REQUIREMENT A ::
Tally the lines in the entries below that contain the string "jersey", and give only that number.

┌─ DOCUMENT EXCERPT

There has been a decided lack of comment from FOMC members since the meeting held almost two weeks ago about whether they support another pause, although Fed Governor Michelle Bowman spoke last week of her belief that further hikes may be necessary to “fully restore price stability.”
According to Bowman, these will be needed to see inflation fall to or even surpass the Fed’s target of 2% for headline inflation while the core remains “uncomfortably high.”
The current fed funds target is 5.25% to 5.50% which was where the market’s estimate for the peak for interest rates has been for a few months.
While the headline creation of new jobs was still showing signs of heat in July, when 187k new jobs were created, the Fed can be confident that this is an indicator of further falls to come.
The NFP figures are still a long way away from collapsing into negative territory, which would be a certain precursor of an economic contraction.
Powell believes that since the purpose of the chain of rate hikes that it has delivered since this time last year was designed to slow demand in the economy, there should be less concern when that promise is delivered upon.
The FOMC has proclaimed that it is also data-driven, and the data since the FOMC meeting points to a further pause. Inflation data is due for release this Thursday and is expected to see a further fall from last month’s headline reading of 3%, although the core will confirm Michelle Bowman’s belief that it is uncomfortably high, only falling to 4.7% in July from 4.8% in June.
The dollar index moved further away from its medium-term support level last week. It reached a high of 102.84, but in a thinning market, ran out of momentum and closed at 102.01.
Expectations of a “September pause” are growing
It is reasonable to expect that there will be more hikes in the pipeline unless the idea of higher for longer is adopted as policy, but that is unlikely to appease the Frugal Five, who want inflation crushed as soon as possible.
The CFO of one of Germany’s largest banks spoke on Friday of his view that the ECB has already decided to “hit the pause button.” Bettina Orlopp believes that according to her team’s models, 3.75% will remain the rate for “a couple of months.”
Confirming the second quarter results at Germany’s second-largest lender by market capitalization, Orlopp said Commerzbank’s performance is driven partly by the interest rate environment, and although there has been a slowdown in lending over the past one and a half quarters, consistent with rate hikes, she doesn’t believe that it is the intention of the Central Bank(s) to see bank lending decline further.

└─
┌─ SUPPLIED INFORMATION

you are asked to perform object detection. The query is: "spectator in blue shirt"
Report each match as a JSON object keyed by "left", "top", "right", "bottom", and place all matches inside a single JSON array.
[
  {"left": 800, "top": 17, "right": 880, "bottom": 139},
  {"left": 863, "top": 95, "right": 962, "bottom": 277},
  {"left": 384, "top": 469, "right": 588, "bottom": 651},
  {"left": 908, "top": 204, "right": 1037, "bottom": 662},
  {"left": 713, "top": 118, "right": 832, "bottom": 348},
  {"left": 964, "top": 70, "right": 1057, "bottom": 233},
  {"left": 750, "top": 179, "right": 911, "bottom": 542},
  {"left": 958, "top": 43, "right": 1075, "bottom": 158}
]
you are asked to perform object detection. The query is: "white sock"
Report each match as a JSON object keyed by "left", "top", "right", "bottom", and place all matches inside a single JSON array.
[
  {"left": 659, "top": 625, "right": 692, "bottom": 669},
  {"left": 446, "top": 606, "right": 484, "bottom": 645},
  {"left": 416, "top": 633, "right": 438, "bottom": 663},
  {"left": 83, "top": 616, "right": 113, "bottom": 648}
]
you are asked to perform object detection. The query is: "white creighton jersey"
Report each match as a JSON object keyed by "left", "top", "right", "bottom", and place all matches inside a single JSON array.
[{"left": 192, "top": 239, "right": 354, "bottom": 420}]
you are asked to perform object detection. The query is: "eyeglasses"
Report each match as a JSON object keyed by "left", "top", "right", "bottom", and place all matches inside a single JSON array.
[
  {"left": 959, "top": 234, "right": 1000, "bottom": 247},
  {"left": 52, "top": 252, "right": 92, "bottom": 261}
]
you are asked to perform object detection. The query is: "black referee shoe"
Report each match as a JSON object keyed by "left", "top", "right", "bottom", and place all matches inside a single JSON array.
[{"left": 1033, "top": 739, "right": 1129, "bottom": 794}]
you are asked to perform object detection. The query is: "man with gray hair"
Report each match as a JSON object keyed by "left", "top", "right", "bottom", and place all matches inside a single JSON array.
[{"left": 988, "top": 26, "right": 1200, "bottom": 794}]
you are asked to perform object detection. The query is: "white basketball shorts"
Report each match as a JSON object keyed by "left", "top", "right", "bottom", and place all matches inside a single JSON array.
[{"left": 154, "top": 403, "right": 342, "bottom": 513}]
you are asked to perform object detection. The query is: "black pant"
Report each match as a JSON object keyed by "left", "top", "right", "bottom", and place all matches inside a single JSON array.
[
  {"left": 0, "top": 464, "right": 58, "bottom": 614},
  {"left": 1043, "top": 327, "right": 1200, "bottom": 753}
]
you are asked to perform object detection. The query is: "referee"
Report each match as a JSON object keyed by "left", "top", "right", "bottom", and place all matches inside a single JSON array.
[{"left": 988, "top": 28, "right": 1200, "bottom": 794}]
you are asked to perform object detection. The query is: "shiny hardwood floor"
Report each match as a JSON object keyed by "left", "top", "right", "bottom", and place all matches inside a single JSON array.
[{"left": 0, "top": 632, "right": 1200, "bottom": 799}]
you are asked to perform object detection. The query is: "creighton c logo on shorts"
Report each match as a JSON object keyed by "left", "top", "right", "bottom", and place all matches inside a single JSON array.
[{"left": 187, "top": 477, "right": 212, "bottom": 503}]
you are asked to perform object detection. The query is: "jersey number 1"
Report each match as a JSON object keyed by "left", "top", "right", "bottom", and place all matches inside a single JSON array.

└─

REQUIREMENT B ::
Carry on the excerpt above about Fed and ECB interest rate expectations, picking up right after its final sentence.

RESPONSE A ::
2

RESPONSE B ::
In truth, no journalists can find any Governing Council members since they are all on holiday, and even if they could, it is unlikely that they would wish to comment on how they will vote in September. Therefore, the jury is most definitely out on the prospects for the September meeting.
There is a mixed picture of the economies of the Eurozone currently. Germany and Italy are almost certainly in recession, but there was better news from France.
This has been a typical summer story so far for France. Rioting youth in several major cities, while earlier strikes have been quelled for now by an unpopular Government.
However, despite chilling stories of an immediate recession that will last the rest of the year, France managed to produce growth of 0.5% in Q2. While this is “nothing to write home about”, it is a far better story than it could have been.
The actions of the ECB so far this year, coupled with the balance of individual growth stories, depict an overall economy teetering between recession and inflation. Although the result of the September meeting will not be decisive, there are sure to be further hikes this year, it would show a degree of rational thought since, as Christine Lagarde has often said, it is not the intention of the Central Bank to drive the economy into recession.
The euro is showing a degree of resilience, rising above the 1.10 level last week and reaching a high of 1.1045. It ran into mild selling pressure, which pushed it back to 1.0912 but recovered to close at 1.1008.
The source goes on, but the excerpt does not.